Again, recall the the theorem and the diagram.
Given: BC > AB and E the midpoint of arc ABC.
Prove: AB + BD = DC
First, Construct a circle with a radius of AB and a center at C. This now creates a segment CG congruent to segment AB. This can be seen in the following picture.
Second, constuct segments so that we have the triangles ABE and CGE.
Now, these triangles can be proven congruent by SAS.
First, segments AB and CG are congruent because we constructed CG congruent to AB in the step above.
Second, angles A and C are congruent because they both intersect minor arc BE and angles that intersect the same arc are congruent.
Finally, remember that E is the midpoint of arc AEC. So, minor arcs AE and EC are congruent. Thus, segments AE and EC are congruent because chords that intersect congruent arcs are congruent.
Therefore, triangles ABE and CGE are congruent by SAS.
Third, prove triangles EBF and EFG congruent by HL.
First, remember that EF is perpendicular to BC; so the triangles are right triangles which allows us to use Hypotenuse-Leg.
Second, segment EF is congruent to itself by the reflexive property.

## Records from a data source

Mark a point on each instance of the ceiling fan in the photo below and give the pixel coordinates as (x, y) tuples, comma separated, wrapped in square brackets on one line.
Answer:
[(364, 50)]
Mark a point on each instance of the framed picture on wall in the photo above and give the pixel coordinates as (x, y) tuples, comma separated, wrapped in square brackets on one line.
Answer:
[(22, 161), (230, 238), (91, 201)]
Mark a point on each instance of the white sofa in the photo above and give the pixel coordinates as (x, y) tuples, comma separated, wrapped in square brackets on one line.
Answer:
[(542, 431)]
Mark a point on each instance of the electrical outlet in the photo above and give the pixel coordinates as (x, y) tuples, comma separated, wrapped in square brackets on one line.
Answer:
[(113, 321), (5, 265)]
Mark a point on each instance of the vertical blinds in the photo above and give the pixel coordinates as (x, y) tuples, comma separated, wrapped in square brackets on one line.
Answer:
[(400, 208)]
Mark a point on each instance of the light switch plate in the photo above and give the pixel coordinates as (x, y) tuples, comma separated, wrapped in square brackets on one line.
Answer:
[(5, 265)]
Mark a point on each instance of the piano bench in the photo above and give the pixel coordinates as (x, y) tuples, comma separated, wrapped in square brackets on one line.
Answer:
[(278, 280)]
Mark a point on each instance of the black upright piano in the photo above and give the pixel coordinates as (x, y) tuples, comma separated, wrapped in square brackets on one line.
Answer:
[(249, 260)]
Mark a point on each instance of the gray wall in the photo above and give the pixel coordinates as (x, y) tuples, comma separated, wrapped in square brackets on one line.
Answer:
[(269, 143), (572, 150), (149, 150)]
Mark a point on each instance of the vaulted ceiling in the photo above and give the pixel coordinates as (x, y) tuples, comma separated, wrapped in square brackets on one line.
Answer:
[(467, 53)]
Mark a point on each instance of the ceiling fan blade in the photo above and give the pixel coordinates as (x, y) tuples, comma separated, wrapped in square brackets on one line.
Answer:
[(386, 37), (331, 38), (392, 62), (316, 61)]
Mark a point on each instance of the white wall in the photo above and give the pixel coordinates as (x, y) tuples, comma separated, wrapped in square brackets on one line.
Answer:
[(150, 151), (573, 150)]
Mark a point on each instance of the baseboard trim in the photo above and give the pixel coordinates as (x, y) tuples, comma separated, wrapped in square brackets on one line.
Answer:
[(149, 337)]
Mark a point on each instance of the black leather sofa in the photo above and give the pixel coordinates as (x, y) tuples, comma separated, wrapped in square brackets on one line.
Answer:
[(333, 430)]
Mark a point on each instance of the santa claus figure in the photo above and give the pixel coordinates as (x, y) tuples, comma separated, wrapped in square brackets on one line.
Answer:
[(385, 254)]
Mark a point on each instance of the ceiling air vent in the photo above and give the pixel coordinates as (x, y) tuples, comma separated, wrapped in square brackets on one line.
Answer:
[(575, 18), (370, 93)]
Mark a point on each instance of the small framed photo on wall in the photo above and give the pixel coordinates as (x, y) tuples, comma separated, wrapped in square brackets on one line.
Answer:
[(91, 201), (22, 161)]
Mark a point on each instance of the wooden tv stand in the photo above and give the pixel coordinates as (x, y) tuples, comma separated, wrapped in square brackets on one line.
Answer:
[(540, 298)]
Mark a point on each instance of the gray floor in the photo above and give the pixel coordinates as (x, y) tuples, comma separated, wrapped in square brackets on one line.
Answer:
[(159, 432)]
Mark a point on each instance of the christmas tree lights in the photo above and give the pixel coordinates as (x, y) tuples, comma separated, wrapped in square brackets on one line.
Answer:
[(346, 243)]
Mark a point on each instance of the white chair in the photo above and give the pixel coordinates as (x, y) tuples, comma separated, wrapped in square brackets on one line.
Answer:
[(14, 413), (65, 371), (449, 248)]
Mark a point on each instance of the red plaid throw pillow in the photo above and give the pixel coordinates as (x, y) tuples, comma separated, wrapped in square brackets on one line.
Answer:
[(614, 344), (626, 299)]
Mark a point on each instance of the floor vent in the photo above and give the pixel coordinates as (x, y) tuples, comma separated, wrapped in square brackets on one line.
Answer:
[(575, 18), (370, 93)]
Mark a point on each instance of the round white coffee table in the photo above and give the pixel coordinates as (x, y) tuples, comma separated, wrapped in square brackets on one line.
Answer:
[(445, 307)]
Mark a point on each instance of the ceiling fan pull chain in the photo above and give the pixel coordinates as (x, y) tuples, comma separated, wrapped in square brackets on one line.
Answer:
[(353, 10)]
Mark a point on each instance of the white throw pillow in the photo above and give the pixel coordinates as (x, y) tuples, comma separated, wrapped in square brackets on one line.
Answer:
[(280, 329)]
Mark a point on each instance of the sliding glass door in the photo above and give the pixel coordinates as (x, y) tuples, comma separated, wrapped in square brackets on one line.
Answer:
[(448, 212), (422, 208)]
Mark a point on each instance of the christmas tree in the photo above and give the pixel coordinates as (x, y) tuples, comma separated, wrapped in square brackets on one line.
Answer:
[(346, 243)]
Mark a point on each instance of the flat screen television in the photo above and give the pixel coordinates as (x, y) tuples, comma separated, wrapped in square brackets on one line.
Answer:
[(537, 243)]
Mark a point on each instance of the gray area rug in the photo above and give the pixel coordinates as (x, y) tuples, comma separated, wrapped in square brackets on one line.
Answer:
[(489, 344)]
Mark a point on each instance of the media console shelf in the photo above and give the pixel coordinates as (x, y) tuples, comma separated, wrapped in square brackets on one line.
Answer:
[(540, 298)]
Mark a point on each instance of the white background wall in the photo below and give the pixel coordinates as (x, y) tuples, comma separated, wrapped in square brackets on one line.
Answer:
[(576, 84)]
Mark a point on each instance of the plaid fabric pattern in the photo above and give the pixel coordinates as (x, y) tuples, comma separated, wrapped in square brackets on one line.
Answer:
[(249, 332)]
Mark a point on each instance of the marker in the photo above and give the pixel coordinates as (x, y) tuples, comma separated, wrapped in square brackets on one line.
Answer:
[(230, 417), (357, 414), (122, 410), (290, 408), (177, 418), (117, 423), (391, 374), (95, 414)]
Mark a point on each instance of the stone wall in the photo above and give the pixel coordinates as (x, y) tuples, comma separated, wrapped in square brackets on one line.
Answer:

## Exercises to complete
1) Answer these questions about the geometry proof:
(a) What circle is constructed in the first step?
(b) By what property is segment EF congruent to itself?
(c) By what method are triangles EBF and EFG to be proven congruent?
2) In the records, change "pixel coordinates" to "image coordinates" from the line with "Mark a point on each instance of the ceiling fan blade" to the line with "[(385, 254)]", leaving everything else unchanged, and give back only those lines.
The geometry proof and the records are separate, unrelated material.

## Answers by task
1)
(a) A circle with a radius of AB and a center at C.
(b) The reflexive property.
(c) HL (Hypotenuse-Leg).

2)
Mark a point on each instance of the ceiling fan blade in the photo above and give the image coordinates as (x, y) tuples, comma separated, wrapped in square brackets on one line.
Answer:
[(386, 37), (331, 38), (392, 62), (316, 61)]
Mark a point on each instance of the white wall in the photo above and give the image coordinates as (x, y) tuples, comma separated, wrapped in square brackets on one line.
Answer:
[(150, 151), (573, 150)]
Mark a point on each instance of the baseboard trim in the photo above and give the image coordinates as (x, y) tuples, comma separated, wrapped in square brackets on one line.
Answer:
[(149, 337)]
Mark a point on each instance of the black leather sofa in the photo above and give the image coordinates as (x, y) tuples, comma separated, wrapped in square brackets on one line.
Answer:
[(333, 430)]
Mark a point on each instance of the santa claus figure in the photo above and give the image coordinates as (x, y) tuples, comma separated, wrapped in square brackets on one line.
Answer:
[(385, 254)]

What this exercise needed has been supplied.